- _DATA SHOWN_:
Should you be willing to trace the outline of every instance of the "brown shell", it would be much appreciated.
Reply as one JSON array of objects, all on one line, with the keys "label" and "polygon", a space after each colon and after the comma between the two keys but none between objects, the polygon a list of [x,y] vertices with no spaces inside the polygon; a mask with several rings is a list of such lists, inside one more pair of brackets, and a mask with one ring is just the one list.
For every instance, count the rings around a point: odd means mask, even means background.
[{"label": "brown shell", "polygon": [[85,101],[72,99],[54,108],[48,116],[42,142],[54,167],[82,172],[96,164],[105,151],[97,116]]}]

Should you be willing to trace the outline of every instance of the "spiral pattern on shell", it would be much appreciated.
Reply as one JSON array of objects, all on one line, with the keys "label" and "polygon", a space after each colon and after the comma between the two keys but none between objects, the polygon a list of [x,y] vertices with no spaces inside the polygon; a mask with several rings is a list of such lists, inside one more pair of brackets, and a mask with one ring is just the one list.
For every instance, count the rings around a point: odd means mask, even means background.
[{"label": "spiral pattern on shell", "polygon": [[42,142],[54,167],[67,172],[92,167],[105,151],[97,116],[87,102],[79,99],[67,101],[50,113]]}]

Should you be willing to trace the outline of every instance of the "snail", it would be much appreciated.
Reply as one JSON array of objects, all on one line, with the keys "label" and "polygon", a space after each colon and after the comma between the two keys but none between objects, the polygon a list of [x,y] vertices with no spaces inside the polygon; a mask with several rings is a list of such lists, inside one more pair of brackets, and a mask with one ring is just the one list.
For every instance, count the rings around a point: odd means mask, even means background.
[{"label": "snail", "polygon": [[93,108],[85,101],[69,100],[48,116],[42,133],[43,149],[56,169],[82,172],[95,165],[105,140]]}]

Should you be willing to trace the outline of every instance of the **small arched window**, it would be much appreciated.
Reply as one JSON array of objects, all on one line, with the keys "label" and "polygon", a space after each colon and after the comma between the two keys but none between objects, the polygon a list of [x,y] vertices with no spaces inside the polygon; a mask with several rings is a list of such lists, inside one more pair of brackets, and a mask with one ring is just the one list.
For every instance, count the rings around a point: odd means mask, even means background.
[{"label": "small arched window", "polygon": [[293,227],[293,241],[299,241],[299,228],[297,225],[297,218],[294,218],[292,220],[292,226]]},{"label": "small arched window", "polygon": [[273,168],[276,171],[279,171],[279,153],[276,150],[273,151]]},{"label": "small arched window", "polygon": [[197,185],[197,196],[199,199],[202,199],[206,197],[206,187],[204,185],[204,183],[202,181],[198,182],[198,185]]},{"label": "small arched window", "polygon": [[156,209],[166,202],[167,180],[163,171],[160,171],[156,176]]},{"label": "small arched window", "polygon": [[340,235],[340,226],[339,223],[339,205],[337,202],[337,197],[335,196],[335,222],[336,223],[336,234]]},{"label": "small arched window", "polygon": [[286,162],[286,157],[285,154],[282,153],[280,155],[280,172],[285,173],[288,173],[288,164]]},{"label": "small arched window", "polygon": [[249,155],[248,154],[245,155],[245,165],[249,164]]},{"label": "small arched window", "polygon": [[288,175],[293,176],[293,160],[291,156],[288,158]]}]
==
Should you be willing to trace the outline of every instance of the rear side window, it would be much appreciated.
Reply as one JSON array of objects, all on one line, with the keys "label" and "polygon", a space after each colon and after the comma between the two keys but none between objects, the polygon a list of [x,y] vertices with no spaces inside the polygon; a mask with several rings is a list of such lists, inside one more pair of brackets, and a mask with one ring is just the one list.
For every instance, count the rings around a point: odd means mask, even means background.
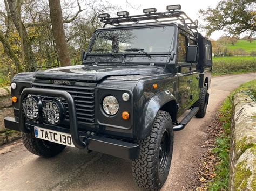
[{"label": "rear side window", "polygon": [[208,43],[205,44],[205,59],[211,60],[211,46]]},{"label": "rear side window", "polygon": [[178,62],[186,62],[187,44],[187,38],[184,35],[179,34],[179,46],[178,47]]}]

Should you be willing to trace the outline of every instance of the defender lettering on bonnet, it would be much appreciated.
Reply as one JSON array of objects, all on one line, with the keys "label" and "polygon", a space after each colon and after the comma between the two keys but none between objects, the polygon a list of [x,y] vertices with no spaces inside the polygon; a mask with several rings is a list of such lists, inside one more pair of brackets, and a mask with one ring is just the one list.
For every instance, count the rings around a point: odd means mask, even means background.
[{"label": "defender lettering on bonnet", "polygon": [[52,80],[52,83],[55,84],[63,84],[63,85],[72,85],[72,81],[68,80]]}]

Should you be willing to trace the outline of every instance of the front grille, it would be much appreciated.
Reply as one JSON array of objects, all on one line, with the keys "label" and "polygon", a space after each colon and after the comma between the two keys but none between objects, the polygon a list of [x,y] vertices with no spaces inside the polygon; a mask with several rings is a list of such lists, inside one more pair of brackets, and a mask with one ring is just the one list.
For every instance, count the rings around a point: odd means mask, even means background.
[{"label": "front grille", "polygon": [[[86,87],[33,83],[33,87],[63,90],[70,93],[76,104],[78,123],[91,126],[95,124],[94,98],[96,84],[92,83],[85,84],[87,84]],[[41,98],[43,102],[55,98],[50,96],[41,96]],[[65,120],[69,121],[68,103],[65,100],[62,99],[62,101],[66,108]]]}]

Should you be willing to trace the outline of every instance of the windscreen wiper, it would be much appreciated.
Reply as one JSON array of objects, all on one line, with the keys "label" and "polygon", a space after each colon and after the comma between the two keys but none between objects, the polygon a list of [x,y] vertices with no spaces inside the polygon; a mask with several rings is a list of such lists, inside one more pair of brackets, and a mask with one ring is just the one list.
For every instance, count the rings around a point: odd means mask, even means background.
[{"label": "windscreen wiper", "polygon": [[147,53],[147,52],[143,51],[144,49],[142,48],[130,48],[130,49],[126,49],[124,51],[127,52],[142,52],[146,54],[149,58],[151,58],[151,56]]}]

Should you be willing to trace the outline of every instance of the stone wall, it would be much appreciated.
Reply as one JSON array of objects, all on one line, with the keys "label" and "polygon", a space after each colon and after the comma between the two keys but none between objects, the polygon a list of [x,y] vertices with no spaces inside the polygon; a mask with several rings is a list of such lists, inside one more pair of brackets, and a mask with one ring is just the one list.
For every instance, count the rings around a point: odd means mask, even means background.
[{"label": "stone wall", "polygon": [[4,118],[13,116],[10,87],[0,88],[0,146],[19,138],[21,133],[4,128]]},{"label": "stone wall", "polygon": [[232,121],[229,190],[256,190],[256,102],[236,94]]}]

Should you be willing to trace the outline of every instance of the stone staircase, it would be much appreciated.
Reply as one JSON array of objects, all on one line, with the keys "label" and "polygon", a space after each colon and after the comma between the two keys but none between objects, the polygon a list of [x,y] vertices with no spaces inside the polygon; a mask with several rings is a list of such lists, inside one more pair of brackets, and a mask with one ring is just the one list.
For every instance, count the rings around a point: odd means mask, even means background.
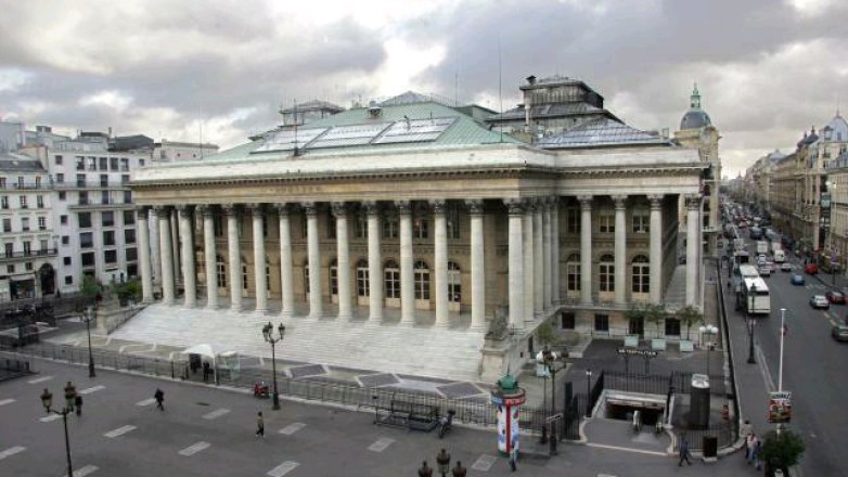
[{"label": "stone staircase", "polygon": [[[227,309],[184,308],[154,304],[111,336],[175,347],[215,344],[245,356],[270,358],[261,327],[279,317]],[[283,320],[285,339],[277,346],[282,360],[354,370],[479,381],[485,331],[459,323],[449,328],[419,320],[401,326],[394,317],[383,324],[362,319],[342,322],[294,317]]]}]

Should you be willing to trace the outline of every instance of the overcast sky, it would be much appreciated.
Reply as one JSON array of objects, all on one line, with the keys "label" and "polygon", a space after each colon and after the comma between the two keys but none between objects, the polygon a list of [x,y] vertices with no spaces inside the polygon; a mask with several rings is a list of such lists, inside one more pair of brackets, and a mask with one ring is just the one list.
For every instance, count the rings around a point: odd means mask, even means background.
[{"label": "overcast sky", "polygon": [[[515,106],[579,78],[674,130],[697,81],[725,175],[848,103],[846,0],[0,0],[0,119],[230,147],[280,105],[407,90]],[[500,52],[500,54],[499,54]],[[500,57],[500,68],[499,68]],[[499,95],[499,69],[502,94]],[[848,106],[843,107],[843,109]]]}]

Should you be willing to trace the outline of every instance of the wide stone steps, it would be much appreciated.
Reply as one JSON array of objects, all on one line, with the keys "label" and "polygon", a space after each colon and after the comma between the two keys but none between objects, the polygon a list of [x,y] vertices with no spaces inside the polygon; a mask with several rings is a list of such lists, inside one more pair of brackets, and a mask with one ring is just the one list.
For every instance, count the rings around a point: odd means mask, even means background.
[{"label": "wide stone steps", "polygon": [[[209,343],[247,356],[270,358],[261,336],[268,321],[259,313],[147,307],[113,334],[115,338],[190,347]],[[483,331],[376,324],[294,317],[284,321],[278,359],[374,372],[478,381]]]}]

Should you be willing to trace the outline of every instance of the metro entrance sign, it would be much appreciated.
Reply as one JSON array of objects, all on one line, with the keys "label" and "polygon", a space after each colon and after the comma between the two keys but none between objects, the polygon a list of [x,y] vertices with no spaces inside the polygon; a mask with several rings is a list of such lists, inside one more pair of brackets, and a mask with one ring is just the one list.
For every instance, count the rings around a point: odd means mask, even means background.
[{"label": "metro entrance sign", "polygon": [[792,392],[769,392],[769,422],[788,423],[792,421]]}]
...
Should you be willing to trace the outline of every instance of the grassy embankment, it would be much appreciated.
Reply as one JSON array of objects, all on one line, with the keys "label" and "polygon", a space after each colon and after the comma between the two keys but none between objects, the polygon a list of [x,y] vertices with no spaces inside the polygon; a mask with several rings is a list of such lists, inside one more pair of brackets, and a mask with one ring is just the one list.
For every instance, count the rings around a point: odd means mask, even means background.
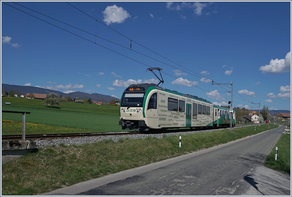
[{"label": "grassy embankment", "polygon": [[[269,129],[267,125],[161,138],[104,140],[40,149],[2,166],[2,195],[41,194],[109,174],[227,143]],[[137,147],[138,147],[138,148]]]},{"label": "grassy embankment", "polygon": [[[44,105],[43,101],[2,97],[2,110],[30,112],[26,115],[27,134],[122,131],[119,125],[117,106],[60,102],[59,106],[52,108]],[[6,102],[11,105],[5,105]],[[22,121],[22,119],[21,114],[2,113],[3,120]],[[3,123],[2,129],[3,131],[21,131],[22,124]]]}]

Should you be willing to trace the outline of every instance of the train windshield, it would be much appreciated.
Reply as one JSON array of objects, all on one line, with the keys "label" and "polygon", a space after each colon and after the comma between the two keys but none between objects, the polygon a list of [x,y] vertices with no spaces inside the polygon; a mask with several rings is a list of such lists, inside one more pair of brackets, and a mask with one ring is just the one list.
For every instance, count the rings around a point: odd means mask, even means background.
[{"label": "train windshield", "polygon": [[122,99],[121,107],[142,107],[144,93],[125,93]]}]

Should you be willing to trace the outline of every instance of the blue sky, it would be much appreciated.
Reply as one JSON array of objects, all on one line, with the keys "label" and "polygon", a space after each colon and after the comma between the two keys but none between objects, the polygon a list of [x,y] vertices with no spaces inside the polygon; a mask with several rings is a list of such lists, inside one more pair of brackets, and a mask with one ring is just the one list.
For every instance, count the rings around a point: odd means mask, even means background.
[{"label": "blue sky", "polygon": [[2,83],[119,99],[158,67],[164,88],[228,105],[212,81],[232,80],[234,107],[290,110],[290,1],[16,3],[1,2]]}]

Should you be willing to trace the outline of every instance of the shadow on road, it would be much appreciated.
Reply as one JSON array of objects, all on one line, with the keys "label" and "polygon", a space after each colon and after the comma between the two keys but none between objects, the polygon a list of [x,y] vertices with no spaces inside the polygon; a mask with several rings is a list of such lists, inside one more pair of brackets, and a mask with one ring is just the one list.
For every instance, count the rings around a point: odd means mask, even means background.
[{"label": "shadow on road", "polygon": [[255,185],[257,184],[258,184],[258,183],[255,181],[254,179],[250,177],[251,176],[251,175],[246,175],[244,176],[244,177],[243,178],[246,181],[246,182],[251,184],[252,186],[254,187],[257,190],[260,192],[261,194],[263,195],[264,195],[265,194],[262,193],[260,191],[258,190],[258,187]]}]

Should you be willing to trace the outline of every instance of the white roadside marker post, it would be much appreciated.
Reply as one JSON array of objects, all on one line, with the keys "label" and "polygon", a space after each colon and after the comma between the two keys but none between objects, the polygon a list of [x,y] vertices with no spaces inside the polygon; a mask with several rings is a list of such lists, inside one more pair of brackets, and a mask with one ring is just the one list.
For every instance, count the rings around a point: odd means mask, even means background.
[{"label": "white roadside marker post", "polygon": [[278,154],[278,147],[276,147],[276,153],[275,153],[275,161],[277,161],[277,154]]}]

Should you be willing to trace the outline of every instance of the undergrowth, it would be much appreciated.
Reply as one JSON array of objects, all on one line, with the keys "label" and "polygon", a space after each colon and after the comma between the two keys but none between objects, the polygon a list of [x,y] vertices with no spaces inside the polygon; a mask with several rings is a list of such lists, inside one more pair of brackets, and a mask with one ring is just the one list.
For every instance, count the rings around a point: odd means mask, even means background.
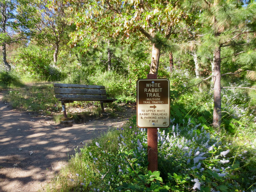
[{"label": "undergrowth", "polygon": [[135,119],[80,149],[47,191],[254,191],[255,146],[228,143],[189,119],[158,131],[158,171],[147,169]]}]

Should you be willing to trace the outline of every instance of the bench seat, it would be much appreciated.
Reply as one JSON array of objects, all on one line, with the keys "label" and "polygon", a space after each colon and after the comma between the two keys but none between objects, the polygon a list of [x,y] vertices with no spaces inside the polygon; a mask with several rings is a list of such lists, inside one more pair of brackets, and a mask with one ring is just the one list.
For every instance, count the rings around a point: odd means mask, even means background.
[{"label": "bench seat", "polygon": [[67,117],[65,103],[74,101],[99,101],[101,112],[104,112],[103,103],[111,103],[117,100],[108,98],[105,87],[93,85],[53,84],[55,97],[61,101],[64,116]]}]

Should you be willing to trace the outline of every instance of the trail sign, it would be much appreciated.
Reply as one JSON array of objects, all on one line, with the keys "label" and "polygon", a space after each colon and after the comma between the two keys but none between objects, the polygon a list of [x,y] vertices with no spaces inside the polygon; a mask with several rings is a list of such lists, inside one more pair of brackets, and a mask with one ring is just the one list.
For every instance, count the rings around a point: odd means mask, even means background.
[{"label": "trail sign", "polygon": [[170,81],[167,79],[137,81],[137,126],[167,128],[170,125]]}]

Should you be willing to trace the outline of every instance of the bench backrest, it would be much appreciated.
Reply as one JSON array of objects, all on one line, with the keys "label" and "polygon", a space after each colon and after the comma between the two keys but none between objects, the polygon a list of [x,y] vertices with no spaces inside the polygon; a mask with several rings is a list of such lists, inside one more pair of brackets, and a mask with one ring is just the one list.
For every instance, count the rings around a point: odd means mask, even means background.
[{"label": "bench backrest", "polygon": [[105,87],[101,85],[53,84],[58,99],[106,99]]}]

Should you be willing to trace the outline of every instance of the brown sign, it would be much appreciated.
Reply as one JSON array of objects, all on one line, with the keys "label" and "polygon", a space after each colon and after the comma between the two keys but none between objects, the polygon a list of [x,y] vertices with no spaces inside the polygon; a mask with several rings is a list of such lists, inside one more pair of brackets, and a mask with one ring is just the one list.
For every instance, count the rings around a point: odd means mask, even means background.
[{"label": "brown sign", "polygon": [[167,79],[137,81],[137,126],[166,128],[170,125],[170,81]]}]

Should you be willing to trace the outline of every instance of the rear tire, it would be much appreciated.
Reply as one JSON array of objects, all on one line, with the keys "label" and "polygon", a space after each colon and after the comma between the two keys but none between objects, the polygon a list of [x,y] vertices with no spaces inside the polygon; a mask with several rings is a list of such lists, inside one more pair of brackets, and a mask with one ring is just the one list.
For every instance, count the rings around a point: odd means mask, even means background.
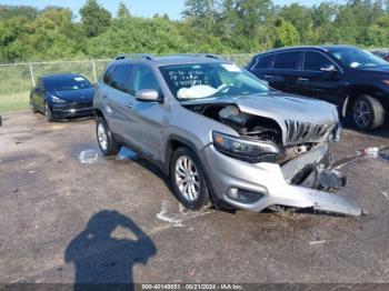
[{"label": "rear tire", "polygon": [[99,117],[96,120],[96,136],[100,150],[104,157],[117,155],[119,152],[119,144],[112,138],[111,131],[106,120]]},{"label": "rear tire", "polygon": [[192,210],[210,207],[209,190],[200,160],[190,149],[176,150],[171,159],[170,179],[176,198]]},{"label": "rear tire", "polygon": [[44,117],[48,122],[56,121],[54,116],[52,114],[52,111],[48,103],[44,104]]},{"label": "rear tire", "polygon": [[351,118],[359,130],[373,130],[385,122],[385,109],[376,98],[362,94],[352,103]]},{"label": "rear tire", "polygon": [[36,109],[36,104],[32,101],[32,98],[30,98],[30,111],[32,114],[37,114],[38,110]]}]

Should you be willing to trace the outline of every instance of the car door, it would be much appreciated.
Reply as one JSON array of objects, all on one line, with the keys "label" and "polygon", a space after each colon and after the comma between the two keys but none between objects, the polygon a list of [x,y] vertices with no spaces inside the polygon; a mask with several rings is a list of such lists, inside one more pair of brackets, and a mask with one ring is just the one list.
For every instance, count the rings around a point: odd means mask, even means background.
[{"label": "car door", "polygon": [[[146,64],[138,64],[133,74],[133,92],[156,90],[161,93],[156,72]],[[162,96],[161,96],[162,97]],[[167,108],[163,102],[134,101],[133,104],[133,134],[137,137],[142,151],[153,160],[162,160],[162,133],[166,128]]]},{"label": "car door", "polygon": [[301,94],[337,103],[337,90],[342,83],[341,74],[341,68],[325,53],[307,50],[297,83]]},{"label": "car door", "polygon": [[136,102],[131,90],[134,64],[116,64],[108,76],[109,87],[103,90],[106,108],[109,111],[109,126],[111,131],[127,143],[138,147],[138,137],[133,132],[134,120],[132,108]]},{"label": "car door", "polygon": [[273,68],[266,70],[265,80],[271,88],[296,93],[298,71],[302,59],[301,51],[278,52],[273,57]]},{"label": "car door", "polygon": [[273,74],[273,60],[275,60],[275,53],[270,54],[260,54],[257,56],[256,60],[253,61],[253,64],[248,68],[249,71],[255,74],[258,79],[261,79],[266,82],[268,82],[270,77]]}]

- _GIVEN EXERCISE_: Return every line of the listing that contains the string "train".

- _RESPONSE_:
Should you be willing to trace the outline of every instance of the train windshield, it would be much appreciated.
[{"label": "train windshield", "polygon": [[122,99],[121,107],[142,107],[144,93],[125,93]]}]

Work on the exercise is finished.